Technical Comments

Response to Comment on "Global Biodiversity, Biochemical Kinetics, and the Energetic-Equivalence Rule"

Science  17 Jan 2003:
Vol. 299, Issue 5605, pp. 346
DOI: 10.1126/science.1079964

Contrary to the critique by Storch (1), the model that we presented (2) was not intended to be a comprehensive theory that could account for all patterns and processes of species diversity. It was intended to show that species richness in many groups of plants and animals has the same relationship to environmental temperature that metabolic rate has to body temperature. We offered a model based on the direct effect of metabolic rate on resource use, and thereby on population density, to illustrate one class of mechanistic process that could, by itself or in interaction with other processes, account for this pattern. We were well aware that this model could apply only to ectothermic organisms and not to endothermic birds and mammals.

Challenge 1:
In the reply to Storch's comment, which organisms do the authors say their model could apply to?
Challenge 2:
Pick up the reply to Storch's comment after its final sentence and keep writing it.
The listing that comes next plays no part here.

Listed entries:
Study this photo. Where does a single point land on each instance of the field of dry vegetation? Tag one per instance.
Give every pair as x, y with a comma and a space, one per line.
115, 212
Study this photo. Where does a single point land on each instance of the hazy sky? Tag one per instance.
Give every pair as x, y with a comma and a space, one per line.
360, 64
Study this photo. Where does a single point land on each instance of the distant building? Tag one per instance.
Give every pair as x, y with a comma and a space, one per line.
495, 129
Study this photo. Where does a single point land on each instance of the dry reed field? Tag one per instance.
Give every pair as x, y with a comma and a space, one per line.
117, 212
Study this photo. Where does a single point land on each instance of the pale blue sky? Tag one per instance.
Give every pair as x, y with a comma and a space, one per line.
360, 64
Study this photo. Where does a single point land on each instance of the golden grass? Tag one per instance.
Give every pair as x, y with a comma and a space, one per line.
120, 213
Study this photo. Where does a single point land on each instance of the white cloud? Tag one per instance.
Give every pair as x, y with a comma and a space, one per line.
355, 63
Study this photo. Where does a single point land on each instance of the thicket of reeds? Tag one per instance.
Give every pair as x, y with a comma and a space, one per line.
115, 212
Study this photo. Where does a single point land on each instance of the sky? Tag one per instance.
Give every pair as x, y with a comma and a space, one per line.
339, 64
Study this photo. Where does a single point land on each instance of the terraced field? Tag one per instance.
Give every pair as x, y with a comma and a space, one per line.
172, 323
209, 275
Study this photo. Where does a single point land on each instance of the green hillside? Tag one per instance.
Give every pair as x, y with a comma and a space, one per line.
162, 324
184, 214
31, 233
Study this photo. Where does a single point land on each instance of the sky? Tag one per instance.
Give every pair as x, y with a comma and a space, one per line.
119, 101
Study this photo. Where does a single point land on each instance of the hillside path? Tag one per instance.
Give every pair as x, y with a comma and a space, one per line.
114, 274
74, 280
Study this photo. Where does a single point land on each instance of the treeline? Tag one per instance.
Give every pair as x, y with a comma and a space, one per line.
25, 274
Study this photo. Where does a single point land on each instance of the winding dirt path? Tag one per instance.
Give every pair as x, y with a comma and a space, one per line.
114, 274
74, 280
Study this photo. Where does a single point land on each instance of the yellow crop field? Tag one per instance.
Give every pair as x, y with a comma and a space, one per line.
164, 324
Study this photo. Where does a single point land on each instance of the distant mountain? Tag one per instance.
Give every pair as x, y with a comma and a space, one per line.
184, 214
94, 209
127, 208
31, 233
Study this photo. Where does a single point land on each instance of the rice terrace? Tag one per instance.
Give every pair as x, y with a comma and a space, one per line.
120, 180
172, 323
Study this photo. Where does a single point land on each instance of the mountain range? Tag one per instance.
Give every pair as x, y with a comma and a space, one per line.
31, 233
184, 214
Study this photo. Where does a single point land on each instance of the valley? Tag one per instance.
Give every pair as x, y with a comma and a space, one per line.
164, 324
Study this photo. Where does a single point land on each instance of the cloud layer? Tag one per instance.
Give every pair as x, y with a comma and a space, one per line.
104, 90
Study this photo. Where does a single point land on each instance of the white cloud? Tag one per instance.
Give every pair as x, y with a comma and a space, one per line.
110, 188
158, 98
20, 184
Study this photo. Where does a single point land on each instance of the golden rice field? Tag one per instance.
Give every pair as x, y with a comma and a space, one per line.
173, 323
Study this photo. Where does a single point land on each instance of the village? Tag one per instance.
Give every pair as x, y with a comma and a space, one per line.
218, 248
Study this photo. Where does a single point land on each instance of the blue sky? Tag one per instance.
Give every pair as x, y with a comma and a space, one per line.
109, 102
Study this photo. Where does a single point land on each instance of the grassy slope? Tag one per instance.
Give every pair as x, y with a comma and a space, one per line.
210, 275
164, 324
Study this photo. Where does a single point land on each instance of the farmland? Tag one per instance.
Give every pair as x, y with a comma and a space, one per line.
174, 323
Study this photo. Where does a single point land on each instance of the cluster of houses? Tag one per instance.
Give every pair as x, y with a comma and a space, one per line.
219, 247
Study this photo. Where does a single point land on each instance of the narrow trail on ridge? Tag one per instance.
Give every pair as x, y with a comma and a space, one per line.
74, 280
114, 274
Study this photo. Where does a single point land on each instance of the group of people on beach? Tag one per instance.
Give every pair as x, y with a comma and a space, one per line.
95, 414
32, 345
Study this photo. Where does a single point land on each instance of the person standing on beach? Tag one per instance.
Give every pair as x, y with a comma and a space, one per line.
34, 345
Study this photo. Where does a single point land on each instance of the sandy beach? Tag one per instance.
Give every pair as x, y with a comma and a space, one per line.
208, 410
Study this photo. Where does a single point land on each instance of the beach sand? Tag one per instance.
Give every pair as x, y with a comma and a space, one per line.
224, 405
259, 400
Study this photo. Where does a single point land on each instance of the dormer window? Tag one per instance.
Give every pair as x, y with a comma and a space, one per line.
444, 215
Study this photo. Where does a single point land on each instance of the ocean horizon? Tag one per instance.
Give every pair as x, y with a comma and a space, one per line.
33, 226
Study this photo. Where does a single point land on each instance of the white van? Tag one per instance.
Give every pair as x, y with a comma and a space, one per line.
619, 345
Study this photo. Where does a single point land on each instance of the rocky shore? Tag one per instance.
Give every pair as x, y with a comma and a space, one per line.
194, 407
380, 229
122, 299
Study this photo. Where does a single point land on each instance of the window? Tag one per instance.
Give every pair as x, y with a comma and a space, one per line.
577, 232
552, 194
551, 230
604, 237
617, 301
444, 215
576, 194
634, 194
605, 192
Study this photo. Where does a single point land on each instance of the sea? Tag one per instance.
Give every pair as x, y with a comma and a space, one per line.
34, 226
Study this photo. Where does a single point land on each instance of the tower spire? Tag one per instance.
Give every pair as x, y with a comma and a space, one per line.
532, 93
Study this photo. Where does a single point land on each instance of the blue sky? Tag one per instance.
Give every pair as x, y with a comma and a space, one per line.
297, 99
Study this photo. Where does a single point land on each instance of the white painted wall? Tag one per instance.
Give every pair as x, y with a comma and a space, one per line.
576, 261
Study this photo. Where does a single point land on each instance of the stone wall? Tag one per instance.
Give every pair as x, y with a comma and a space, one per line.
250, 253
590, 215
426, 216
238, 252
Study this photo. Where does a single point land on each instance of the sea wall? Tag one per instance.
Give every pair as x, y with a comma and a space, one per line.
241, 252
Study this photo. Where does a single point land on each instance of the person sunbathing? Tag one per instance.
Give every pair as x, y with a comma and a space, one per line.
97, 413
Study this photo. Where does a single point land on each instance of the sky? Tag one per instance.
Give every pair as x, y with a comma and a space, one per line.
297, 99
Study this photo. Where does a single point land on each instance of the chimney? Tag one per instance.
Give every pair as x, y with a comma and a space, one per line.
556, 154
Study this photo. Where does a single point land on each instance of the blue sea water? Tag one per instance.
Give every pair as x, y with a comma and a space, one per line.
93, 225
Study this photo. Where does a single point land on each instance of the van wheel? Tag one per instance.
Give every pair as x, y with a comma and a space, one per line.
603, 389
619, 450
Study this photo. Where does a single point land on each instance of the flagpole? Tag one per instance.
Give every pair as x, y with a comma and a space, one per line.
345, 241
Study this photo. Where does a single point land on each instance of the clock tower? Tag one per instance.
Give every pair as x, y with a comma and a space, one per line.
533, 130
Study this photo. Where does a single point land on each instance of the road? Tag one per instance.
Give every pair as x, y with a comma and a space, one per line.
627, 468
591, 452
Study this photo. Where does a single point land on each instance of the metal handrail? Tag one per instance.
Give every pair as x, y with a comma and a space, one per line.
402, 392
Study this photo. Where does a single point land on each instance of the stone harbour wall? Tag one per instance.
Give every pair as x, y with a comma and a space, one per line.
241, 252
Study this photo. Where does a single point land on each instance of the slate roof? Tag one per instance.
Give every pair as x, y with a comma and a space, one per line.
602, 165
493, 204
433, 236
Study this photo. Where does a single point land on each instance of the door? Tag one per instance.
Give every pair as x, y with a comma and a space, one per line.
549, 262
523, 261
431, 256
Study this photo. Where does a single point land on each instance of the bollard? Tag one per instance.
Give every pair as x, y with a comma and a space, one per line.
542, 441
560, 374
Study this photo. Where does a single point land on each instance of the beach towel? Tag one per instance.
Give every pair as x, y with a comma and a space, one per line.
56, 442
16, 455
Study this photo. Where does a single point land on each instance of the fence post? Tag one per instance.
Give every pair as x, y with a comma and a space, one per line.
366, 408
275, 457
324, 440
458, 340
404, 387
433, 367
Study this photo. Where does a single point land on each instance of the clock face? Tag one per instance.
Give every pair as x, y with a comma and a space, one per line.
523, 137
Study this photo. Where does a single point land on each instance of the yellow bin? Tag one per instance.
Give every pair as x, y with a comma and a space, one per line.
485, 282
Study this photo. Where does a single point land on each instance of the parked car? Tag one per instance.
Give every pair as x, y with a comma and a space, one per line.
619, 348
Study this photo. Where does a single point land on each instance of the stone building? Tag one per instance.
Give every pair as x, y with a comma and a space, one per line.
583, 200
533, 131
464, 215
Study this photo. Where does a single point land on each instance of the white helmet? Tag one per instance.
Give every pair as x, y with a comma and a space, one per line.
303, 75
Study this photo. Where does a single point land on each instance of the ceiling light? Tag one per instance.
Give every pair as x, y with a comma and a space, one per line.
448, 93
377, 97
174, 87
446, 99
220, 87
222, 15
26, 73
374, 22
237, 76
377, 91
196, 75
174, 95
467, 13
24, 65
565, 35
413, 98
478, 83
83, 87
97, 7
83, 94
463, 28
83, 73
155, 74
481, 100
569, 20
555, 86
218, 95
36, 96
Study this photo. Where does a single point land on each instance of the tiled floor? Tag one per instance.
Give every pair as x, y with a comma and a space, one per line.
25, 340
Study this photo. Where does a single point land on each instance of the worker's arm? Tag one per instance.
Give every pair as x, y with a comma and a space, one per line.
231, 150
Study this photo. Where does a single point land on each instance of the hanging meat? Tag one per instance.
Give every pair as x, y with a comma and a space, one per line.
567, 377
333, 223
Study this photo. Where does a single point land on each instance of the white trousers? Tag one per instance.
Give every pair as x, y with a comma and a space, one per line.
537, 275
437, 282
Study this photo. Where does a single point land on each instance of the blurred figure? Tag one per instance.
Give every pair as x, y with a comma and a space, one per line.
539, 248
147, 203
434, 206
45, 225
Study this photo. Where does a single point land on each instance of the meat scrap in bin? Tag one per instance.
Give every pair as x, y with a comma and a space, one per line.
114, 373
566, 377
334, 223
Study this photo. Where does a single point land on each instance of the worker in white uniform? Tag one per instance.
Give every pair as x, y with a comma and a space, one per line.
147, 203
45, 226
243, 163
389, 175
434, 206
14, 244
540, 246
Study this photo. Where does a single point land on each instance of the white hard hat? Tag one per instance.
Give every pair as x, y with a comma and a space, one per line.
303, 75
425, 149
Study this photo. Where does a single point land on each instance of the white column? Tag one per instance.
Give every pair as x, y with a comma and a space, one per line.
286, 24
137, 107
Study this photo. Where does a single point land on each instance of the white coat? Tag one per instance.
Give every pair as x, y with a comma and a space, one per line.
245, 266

Right answer 1:
Only ectothermic organisms, not endothermic birds and mammals.

Right answer 2:
We suggested that species richness of endotherms varies directly with abundance, which tends to be higher in warmer, more productive places, and that this might account for the pronounced decrease in species richness of birds and mammals from equator to poles. Storch (1) claims that this explanation cannot be correct because population densities of birds are lower in tropical than high-latitude environments. Few good comparative data exist on avian population densities; the data cited by Storch were collected from one tropical forest site in Peru (3) and one temperate forest site in New Hampshire (4). Differences in sample area and census methods complicate the comparison, but we agree that there were certainly many more species and lower average population densities per species—but not necessarily lower total densities of birds—in Peru.

A major problem, however, is that the data were collected only for breeding bird populations. Most of the breeding individuals at the temperate forest site, but not the tropical site, were migratory species that occur in New Hampshire only during the warm, productive summer. Some of these migrants travel as far south as South America, winter in tropical forests, and add to the densities and species richness of birds in low-latitude habitats. So, averaged over a year, a given area of tropical forest may well support about an order of magnitude more individuals and species of birds than a high-latitude temperate forest. Clearly, additional data on bird and mammal populations across the latitudinal gradient would be useful in understanding the patterns of species diversity.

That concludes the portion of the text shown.